Scientists have interpreted gullies around a martian crater seen in this Mars Orbital Camera image as evidence of recent running water. (NASA/Malin Space Systems photo)
by Staff Writers
Houston TX (SPX) Mar 16, 2006
A planetary scientist said Thursday that some gullies lining the sides of impact craters on Mars may have been caused by dry landslides, not running water.

Gwendolyn D. Bart of the University of Arizona in Tucson said she thinks it might be premature to conclude that certain recent Martian gullies made within the last million years on the sides of some craters were carved by water.

Her assertion counters hypotheses by scientists interpreting images from the Mars Orbital Camera taken five years ago. Writing in an issue of the journal Science, the scientists concluded from the images that liquid water flowed on the Martian surface relatively recently.

Bart told attendees at the 37th Lunar and Planetary Science Conference that craters on the Moon also have gullies that look exactly like their counterparts on Mars which means some other process could produce such features.

"We'd all like to find liquid water on Mars," Bart said. "That would be really, really exciting. If there were liquid water on Mars, humans wouldn't have to ship water from Earth when they go to explore the planet. That would be an enormous cost savings. And liquid water near the surface of Mars would greatly increase the chances for native life on Mars."

She said she heard a presentation last year by Allan Treiman of the Lunar and Planetary Institute, in which he suggested the Martian gullies might be dry landslides possibly instigated by the intense planetary wind.

Bart said she recently studied high-resolution images of the Lunar landscape taken in 1969, prior to the Apollo landings. "Totally by accident, I saw gullies that looked strikingly like the gullies on Mars," she explained. "If the dry-landslide hypothesis for the formation of Martian gullies is correct, we might expect to see similar features on the moon, where there is no water - we do."

She said Gullies in the moon's 10-mile-diameter (17 kilometer) crater Dawes are similar in structure and size to those in a Martian crater the MOC photographed. Micrometeorites hitting the smooth slopes and crater on the airless moon easily could trigger small avalanches that form gullies, Bart added.

The Martian gullies also resemble gullies on Earth that were formed by water, she noted. "My point is that you can't just look at the Mars gullies and assume they were formed by water. It may be, or may be not. We need another test to know."

**Extracted material**
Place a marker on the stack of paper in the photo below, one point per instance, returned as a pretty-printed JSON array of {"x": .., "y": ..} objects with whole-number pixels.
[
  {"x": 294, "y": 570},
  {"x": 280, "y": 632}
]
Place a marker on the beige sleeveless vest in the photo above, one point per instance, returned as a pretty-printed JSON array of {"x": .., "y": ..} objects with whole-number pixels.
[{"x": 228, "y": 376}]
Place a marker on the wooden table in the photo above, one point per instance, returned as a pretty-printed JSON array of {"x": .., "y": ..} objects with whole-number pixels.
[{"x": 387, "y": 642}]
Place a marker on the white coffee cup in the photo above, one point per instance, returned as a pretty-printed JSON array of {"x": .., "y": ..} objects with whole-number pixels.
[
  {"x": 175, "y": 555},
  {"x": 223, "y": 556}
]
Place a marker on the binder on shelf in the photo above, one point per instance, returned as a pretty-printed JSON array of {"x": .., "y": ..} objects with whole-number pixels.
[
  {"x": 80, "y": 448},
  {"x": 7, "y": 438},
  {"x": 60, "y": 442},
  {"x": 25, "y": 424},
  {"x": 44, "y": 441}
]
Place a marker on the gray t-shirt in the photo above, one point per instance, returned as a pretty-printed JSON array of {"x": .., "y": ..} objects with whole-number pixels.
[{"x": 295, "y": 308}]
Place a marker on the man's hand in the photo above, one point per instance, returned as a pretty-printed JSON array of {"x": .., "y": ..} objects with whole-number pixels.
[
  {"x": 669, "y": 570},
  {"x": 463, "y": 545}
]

**Exercise**
Please repeat the Mars gullies article between "Gwendolyn D. Bart" and "produce such features.", inclusive, substituting "basins" for each "craters".

**Final result**
Gwendolyn D. Bart of the University of Arizona in Tucson said she thinks it might be premature to conclude that certain recent Martian gullies made within the last million years on the sides of some basins were carved by water.

Her assertion counters hypotheses by scientists interpreting images from the Mars Orbital Camera taken five years ago. Writing in an issue of the journal Science, the scientists concluded from the images that liquid water flowed on the Martian surface relatively recently.

Bart told attendees at the 37th Lunar and Planetary Science Conference that basins on the Moon also have gullies that look exactly like their counterparts on Mars which means some other process could produce such features.